→ What you will do
(a) Answer these questions from the client alert below, using only what it states:
(i) On what date did the Supreme Court issue its ruling?
(ii) What name does the alert give the EPA rule that the Court threw out?
(iii) What proposed plan had the EPA announced shortly before the ruling?
(b) Duplicate the part of the client alert below starting at "Although the decision" and ending at "electric generating units.", with no changes.

── Excerpt provided

Client Alert
Supreme Court Throws Out the Bathwater, Keeps the Baby, on EPA’s GHG Regulations
June 24, 2014
BY KEVIN POLONCARZ
In a long-anticipated end-of-term decision, on June 23, 2014, a majority of the U.S. Supreme Court issued a ruling throwing out EPA’s greenhouse gas (GHG) “Tailoring Rule,” which revised the statutory thresholds for requiring federal air permits under the Clean Air Act (CAA), finding that the EPA’s interpretation that such permits could be required due solely to a source’s GHG emissions was not mandated by the CAA and that the EPA’s decision to “tailor” the thresholds specifically for GHGs was contrary to the language of the statute. A separate majority also found that EPA could permissibly find that sources already required to obtain a permit for pollutants of conventional pollutants—so called “anyway sources”—must install the “best available control technology” (BACT) for GHGs.
Although the decision makes clear that a majority of the Supreme Court is unwilling to step back from its decision in Massachusetts v. EPA, upholding the EPA’s authority to regulate GHG emissions under the CAA, the ruling comes as a strong rebuke to the EPA and its efforts to fit GHGs into a statutory construct developed for undeniably different purposes than avoiding global warming. The ruling also comes on the heels of EPA’s announcement of its proposed Clean Power Plan (described here), which proposes a far-reaching set of emissions guidelines for states to reduce GHG emissions from fossil fueled electric generating units.

────
── Provided material

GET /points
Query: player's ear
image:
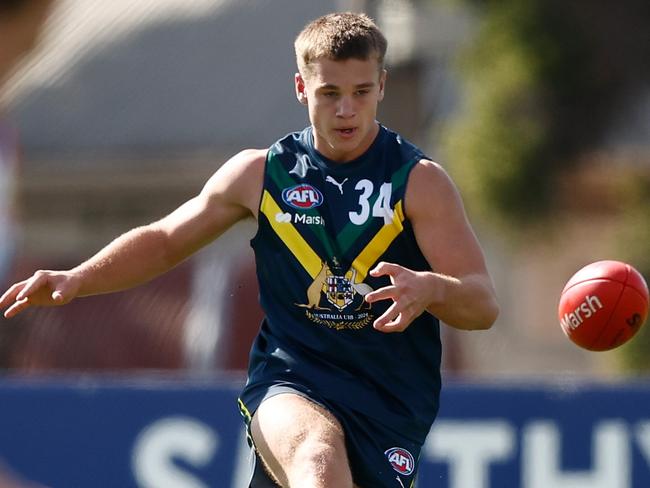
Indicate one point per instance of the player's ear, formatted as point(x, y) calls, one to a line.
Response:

────

→ Solutions by task
(a)
(i) June 23, 2014
(ii) The greenhouse gas (GHG) "Tailoring Rule"
(iii) The Clean Power Plan

(b)
Although the decision makes clear that a majority of the Supreme Court is unwilling to step back from its decision in Massachusetts v. EPA, upholding the EPA’s authority to regulate GHG emissions under the CAA, the ruling comes as a strong rebuke to the EPA and its efforts to fit GHGs into a statutory construct developed for undeniably different purposes than avoiding global warming. The ruling also comes on the heels of EPA’s announcement of its proposed Clean Power Plan (described here), which proposes a far-reaching set of emissions guidelines for states to reduce GHG emissions from fossil fueled electric generating units.